**Problem statement**: Restate word for word every line from the top of the data below down through the line that holds "Task: point out the billboard".

**Provided material**:
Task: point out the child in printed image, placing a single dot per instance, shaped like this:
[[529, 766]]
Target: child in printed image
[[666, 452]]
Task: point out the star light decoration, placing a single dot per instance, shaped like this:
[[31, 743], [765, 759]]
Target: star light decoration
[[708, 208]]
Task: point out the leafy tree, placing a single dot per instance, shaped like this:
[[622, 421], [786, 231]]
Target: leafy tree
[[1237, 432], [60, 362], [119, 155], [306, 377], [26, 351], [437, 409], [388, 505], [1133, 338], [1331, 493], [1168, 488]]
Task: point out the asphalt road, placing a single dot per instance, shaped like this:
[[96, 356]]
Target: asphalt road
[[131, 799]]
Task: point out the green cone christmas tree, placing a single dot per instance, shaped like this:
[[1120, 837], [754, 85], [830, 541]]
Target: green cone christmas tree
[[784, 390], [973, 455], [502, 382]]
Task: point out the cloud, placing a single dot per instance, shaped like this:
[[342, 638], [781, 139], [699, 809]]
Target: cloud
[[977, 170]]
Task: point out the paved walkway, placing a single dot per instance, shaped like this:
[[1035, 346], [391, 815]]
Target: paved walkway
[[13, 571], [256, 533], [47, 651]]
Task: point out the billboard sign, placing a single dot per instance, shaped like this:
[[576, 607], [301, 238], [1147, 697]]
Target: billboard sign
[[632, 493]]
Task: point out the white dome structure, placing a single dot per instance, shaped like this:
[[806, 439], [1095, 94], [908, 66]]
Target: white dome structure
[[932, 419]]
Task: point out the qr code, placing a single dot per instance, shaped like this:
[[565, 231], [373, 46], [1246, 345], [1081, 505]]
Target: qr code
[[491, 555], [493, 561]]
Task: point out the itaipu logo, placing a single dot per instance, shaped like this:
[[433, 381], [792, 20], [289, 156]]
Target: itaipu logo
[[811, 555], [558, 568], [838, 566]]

**Task output**:
Task: point out the child in printed image, placing a single dot per instance, shaped like this:
[[529, 766]]
Target: child in printed image
[[666, 452]]
Task: point out the star light decoration, placing a single dot per instance, shaped like this:
[[31, 743], [765, 759]]
Target: star light decoration
[[708, 208]]
Task: point out the leafy tree, placing a single dot per instance, shaped like this:
[[622, 421], [786, 231]]
Target: leafy tree
[[1237, 432], [60, 362], [119, 155], [306, 377], [26, 351], [437, 409], [388, 505], [1133, 338], [1331, 493], [1168, 488]]
Task: point out the asphalt road, placing a single dot per instance, shaped like this:
[[96, 356]]
Target: asphalt road
[[131, 799]]
Task: point out the green cone christmas tree, placing a single dot per instance, shaped like this:
[[1120, 837], [754, 85], [830, 541]]
Target: green cone christmas tree
[[784, 390], [973, 455], [502, 382]]
Task: point out the cloud, placing a single dot per instance, shaped like this:
[[342, 638], [781, 139], [699, 809]]
Target: cloud
[[977, 170]]
Task: point out the paved walkway, placing a single dot per instance, shaped like this:
[[1035, 346], [391, 815]]
Target: paved walkway
[[13, 571], [256, 533], [47, 651]]
Task: point out the billboard sign, placing a single dot per instance, shaped like this:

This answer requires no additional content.